The answer must be exactly the lines from the one containing "Where can the bridge" through the end of the material, with both ends kept and no other lines.

=== Begin Enclosure ===

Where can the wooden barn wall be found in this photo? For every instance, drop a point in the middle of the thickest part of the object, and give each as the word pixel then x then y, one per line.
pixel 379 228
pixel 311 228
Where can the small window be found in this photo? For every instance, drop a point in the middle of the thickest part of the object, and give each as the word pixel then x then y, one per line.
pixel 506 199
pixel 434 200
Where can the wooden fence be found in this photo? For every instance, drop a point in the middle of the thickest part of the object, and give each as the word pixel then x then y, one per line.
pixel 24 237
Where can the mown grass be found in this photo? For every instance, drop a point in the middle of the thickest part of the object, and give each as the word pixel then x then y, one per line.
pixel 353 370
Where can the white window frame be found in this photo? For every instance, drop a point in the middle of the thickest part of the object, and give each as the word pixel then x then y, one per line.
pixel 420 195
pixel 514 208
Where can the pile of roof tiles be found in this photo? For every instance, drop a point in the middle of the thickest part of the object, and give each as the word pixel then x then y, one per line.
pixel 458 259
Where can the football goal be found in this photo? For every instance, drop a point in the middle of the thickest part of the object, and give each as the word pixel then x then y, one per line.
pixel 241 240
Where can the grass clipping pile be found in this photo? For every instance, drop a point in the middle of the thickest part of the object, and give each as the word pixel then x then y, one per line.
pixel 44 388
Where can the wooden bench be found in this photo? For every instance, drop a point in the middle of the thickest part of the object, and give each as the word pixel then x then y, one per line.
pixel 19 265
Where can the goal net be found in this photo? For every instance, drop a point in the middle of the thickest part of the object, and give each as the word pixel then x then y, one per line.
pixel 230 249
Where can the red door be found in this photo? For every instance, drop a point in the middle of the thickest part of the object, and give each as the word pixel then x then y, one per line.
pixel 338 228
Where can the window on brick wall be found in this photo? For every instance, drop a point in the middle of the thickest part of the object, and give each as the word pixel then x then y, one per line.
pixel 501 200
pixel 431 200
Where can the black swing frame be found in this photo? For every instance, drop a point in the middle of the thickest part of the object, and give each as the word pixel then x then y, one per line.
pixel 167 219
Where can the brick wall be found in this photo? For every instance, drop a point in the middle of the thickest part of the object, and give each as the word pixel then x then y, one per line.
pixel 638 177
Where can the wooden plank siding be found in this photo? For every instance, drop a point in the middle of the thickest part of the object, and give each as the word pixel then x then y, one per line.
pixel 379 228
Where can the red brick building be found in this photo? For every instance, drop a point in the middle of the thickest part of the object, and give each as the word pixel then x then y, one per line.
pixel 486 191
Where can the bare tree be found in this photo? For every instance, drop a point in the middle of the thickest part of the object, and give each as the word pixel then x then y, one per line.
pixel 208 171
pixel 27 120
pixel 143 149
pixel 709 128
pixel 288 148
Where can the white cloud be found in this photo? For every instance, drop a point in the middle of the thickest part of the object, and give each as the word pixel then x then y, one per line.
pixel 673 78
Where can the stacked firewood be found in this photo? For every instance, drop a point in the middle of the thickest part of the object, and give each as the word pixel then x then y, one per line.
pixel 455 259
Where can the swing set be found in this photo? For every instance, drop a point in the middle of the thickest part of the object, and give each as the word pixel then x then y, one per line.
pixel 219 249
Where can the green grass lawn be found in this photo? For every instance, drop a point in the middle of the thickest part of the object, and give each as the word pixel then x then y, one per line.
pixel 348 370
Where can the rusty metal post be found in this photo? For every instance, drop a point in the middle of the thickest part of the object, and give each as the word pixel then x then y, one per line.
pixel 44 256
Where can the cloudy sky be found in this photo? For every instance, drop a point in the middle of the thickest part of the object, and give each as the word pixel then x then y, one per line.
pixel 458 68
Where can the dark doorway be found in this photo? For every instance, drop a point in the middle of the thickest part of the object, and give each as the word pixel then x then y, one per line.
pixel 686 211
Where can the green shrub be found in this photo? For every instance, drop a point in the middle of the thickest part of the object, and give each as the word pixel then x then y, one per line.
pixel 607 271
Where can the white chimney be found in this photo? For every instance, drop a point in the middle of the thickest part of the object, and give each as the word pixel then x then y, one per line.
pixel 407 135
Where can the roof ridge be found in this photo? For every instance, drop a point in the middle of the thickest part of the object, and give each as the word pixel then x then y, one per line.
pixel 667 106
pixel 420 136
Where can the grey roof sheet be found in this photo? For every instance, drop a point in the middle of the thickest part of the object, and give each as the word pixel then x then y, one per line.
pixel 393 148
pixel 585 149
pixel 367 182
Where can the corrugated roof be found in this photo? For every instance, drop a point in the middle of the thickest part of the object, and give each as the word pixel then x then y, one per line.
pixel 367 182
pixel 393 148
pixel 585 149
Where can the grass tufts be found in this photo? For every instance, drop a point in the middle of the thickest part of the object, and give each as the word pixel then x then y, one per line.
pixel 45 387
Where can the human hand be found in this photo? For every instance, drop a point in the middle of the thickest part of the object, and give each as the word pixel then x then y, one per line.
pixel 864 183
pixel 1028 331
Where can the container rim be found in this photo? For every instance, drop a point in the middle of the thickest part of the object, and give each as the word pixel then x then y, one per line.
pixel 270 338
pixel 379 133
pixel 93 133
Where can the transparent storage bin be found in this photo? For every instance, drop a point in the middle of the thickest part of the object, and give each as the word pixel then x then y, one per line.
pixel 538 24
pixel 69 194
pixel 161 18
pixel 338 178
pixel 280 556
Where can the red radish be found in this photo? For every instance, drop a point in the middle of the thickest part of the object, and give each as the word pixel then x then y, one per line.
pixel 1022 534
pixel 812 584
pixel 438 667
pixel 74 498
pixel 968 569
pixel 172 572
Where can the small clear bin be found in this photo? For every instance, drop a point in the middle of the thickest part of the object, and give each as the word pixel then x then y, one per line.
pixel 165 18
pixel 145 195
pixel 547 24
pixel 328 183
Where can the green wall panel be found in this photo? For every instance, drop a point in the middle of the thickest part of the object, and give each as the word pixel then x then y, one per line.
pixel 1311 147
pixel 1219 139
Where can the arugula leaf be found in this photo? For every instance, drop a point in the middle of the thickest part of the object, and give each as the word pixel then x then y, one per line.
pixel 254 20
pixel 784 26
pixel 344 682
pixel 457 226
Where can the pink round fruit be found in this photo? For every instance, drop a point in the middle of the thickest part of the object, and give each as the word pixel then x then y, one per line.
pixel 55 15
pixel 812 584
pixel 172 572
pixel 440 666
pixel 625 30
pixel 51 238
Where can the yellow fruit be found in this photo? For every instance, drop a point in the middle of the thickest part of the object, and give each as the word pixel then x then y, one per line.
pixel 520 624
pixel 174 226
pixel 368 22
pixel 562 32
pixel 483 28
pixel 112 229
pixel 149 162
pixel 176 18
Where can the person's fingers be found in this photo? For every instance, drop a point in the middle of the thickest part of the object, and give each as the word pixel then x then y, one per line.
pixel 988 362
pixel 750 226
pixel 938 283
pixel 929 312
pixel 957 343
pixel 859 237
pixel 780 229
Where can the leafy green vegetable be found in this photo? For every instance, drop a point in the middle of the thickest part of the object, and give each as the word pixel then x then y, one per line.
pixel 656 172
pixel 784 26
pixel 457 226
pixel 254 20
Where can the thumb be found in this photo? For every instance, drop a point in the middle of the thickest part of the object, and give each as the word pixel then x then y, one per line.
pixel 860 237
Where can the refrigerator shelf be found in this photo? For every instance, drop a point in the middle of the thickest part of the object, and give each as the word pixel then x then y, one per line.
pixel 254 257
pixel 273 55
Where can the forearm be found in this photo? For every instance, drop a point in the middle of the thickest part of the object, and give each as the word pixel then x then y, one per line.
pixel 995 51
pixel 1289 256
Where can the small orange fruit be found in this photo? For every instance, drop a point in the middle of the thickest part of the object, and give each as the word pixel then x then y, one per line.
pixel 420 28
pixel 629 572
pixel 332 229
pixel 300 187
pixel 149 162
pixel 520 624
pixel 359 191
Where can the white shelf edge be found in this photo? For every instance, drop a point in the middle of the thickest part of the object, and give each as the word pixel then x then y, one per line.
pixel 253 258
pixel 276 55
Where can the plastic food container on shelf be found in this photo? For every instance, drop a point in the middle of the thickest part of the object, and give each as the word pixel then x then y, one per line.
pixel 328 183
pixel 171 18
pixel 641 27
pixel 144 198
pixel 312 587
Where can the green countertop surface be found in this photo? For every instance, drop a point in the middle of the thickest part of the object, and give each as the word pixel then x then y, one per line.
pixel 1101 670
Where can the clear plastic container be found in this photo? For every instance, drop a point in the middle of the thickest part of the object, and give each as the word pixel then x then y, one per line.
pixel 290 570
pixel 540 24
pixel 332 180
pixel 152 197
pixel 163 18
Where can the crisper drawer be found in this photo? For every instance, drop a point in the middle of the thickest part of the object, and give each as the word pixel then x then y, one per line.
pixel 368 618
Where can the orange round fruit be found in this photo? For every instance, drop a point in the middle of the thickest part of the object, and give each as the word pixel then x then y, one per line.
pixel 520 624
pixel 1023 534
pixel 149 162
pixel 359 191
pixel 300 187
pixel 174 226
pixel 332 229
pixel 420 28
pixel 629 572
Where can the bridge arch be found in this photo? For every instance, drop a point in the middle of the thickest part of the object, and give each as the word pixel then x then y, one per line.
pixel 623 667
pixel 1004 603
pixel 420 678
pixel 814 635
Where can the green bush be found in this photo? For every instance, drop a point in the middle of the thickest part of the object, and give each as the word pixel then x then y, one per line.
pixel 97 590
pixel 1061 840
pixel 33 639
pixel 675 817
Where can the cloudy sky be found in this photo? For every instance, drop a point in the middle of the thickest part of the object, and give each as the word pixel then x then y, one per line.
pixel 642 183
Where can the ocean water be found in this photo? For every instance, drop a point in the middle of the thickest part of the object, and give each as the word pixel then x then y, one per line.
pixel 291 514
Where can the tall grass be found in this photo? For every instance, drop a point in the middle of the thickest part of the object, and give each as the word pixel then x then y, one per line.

=== End Enclosure ===

### SOLUTION FOR THIS TASK:
Where can the bridge arch be found in this photo? For every instance, drop a point in the middle of the thickest part of the object, and give each as the word pixel then x then y, one per line.
pixel 623 667
pixel 1004 603
pixel 420 678
pixel 814 635
Where can the green bush be found in this photo? For every instance, drop a point in the middle of the thickest part of the object, and give each as the word pixel then x then y, one per line.
pixel 97 590
pixel 1061 840
pixel 33 639
pixel 675 817
Where can the cloudy sky be found in this photo? For every instance, drop a point in the middle of the thickest part of the object, and give each as the word pixel then x then y, one per line.
pixel 642 183
Where can the ocean water be found in this photo? For every instance, drop a point in the middle of the thickest part of the object, and give each as the word pixel then x then y, one per line.
pixel 291 514
Where can the tall grass be found in this photo? For every instance, drop a point in the middle of the thickest part of the object, and give each as the word pixel then x then y, one per line.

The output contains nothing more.